WORK INSTRUCTIONS >>
Count the lines in the items below that contain the string "green". Reply with the number alone.

** Begin GIVEN DATA **

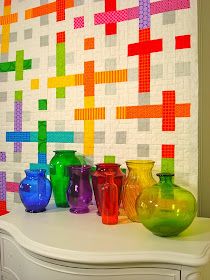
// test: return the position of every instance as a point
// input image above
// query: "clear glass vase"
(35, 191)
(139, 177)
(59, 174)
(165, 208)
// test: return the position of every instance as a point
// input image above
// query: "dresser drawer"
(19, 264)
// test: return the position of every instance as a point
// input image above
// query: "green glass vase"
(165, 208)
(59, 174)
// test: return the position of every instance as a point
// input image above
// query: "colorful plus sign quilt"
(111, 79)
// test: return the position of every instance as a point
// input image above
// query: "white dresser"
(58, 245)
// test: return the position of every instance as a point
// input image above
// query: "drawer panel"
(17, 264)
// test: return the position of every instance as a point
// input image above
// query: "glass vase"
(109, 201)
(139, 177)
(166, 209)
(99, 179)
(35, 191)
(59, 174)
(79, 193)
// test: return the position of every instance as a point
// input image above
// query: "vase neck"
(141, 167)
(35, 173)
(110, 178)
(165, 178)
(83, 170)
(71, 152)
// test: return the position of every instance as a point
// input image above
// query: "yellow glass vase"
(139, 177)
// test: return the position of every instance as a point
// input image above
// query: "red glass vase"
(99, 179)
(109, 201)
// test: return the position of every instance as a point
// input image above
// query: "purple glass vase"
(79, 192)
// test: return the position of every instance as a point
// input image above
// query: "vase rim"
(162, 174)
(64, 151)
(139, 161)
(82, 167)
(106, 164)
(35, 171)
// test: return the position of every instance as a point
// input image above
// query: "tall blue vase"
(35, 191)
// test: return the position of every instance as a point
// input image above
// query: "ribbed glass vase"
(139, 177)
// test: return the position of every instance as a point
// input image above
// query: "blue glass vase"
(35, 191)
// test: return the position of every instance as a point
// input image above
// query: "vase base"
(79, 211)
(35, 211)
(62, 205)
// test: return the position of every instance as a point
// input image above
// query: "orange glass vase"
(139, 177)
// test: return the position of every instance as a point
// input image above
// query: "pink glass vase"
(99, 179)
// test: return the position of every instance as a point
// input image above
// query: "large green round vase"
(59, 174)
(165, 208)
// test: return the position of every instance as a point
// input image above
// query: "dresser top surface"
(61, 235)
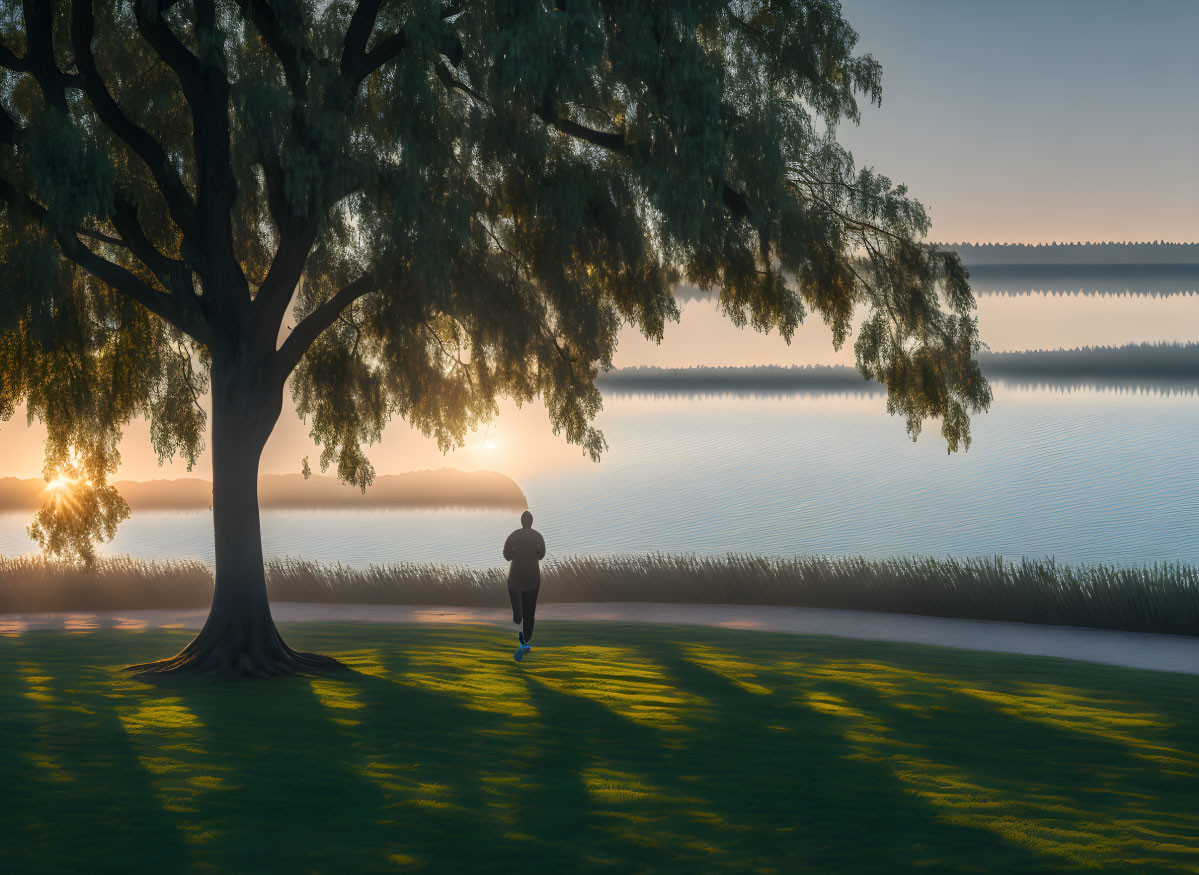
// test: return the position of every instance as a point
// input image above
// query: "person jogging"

** End GIVEN DATA **

RESULT OF THE TASK >>
2